• **Extrahierter Text**:

■ ■ ■ ■ ■

Jürgens Winter (2): Jürgen sortiert seine Bücher

Meine Oma (1910 – 2005) hatte eine Anrichte aus der Gründerzeit, auf der immer ein chinesisches Teeservice in Drachenform stand. Aber in die Schubladen waren ihre Fotos reingestopft. Ihr Spruch: „Die sortiere ich, wenn mal Schnee liegt.“ Der Witz: Bei uns schneite es selten, und wenn, dann lag der Schnee nie lange genug, um dreihundert Fotos in Alben zu kleben. Also: Oma bekam das mit ihren Fotos nie auf die Kette, und jetzt stapeln sich bei mir im Keller die Bücher, obwohl der Öltank längst rausgeschmissen und der Heizungskeller in ein Bücherzimmer umgewidmet wurde. Und was sagt Wetter-Online? Schnee kannste vergessen.

„Ich helfe dir. Wo sollen die Bücher hin?“ (Soraya)

Mal sinnig. Am Anfang steht die Suche nach der richtigen Ordnung.

1) Nach Philippe Ariès (1914 – 1984) gehört die Fähigkeit, leise zu lesen, zu den „kulturellen Haupterrungenschaften“ der frühen Neuzeit, weil so das Lesen in der Intimität des Privatraums möglich wird, „die zur einsamen Reflexion einlädt“.

2) Für Georg Perec (1936 – 1982) ist Ordnen gleichbedeutend mit Denken, weil der Mensch mit seiner Ordnung dem Chaos seinen Stempel aufdrücken kann („Kurze Anmerkungen über die Kunst und die Art und Weise, seine Bücher zu ordnen“). Da ist es schon fast egal, welche Ordnung man nimmt. Man könnte die Bibliothek auf eine Bücherzahl begrenzen, zum Beispiel 361. Nun sollte jede Neuanschaffung wohlüberlegt sein, weil dafür ein anderes Buch weichen muss. Pluspunkt: Nicht mehr die Masse an Büchern zählt, die man sowieso nie im Leben durchgelesen bekommt, sondern die Einrichtung der perfekt auf die eigene Persönlichkeit zugeschnittene Bibliothek.

■ ■ ■ ■ ■

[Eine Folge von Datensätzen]

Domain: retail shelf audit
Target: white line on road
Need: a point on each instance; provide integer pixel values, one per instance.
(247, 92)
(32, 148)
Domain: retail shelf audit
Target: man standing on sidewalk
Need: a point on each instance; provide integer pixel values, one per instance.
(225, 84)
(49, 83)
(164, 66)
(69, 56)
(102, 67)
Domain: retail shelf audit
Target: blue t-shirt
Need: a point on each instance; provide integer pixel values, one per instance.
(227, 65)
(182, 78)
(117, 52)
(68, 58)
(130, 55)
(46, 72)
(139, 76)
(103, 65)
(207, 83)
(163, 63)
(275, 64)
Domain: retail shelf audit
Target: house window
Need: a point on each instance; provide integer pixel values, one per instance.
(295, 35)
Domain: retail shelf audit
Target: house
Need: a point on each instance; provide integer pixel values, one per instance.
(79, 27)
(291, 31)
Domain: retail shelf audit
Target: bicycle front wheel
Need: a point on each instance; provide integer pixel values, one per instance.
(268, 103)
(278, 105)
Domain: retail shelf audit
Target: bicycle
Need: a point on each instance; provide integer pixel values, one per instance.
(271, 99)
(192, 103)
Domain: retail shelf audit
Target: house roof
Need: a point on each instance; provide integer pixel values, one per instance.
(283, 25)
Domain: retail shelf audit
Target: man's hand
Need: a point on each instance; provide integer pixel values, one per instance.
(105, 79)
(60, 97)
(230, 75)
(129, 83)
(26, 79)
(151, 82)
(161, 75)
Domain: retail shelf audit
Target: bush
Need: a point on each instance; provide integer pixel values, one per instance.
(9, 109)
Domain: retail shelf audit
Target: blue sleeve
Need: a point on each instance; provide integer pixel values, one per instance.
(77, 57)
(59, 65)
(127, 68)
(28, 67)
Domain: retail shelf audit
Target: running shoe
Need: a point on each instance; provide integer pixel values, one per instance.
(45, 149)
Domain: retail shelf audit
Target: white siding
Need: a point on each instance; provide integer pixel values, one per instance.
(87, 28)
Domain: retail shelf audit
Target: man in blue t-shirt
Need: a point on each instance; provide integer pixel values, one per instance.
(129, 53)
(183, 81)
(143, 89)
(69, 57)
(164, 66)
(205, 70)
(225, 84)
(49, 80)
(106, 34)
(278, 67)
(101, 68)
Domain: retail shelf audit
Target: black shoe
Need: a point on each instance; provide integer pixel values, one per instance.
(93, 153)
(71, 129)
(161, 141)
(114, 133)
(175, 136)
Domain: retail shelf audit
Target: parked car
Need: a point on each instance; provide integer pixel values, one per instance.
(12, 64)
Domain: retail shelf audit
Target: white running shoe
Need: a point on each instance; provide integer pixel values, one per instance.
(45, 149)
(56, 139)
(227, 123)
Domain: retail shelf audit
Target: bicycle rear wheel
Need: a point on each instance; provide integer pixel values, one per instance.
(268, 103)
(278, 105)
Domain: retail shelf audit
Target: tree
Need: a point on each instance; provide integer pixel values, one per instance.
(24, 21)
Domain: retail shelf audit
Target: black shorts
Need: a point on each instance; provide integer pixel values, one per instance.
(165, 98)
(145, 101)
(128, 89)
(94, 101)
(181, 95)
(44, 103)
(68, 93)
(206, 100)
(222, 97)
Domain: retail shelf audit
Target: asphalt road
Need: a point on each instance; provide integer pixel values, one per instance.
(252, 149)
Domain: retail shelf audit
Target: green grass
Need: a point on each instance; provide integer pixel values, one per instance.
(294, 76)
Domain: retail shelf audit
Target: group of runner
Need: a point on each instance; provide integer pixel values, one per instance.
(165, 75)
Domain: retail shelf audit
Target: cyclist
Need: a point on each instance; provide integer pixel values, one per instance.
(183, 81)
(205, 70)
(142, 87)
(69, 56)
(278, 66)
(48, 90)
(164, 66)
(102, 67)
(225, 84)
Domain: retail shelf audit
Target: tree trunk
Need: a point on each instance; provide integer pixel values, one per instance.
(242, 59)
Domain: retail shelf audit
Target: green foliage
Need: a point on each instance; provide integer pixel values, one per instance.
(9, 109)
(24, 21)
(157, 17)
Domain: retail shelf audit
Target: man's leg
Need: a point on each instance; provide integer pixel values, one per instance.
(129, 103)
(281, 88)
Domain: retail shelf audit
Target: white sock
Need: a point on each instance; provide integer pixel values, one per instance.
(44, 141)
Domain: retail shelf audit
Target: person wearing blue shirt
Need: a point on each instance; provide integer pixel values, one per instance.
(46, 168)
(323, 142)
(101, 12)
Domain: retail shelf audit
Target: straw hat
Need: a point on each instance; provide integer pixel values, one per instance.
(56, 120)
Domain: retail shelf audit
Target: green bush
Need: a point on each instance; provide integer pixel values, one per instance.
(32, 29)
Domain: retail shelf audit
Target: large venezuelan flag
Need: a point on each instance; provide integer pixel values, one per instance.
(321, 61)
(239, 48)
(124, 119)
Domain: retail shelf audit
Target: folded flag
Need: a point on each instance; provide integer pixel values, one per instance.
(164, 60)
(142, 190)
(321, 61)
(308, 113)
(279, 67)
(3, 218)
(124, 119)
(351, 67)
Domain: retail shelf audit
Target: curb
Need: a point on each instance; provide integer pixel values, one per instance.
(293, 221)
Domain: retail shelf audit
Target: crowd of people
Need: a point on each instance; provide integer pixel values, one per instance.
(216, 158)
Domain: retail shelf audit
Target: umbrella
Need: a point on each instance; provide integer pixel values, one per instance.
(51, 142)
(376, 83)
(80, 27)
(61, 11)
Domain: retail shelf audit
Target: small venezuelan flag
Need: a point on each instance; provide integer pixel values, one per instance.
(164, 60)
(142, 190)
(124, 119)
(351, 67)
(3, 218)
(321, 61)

■ ■ ■ ■ ■

• **Was ist gefragt**: Kannst du im Text über das Bücherordnen die Stelle zwischen „1) Nach Philippe“ und „Persönlichkeit zugeschnittene Bibliothek.“ (beide eingeschlossen) so bearbeiten, dass „Bibliothek“ durch „Büchersammlung“ ersetzt ist, und sie dann vollständig wiedergeben? Für die Bearbeitung braucht man die Datensätze nicht.

• **Erwartete Antwort**:
1) Nach Philippe Ariès (1914 – 1984) gehört die Fähigkeit, leise zu lesen, zu den „kulturellen Haupterrungenschaften“ der frühen Neuzeit, weil so das Lesen in der Intimität des Privatraums möglich wird, „die zur einsamen Reflexion einlädt“.

2) Für Georg Perec (1936 – 1982) ist Ordnen gleichbedeutend mit Denken, weil der Mensch mit seiner Ordnung dem Chaos seinen Stempel aufdrücken kann („Kurze Anmerkungen über die Kunst und die Art und Weise, seine Bücher zu ordnen“). Da ist es schon fast egal, welche Ordnung man nimmt. Man könnte die Büchersammlung auf eine Bücherzahl begrenzen, zum Beispiel 361. Nun sollte jede Neuanschaffung wohlüberlegt sein, weil dafür ein anderes Buch weichen muss. Pluspunkt: Nicht mehr die Masse an Büchern zählt, die man sowieso nie im Leben durchgelesen bekommt, sondern die Einrichtung der perfekt auf die eigene Persönlichkeit zugeschnittene Büchersammlung.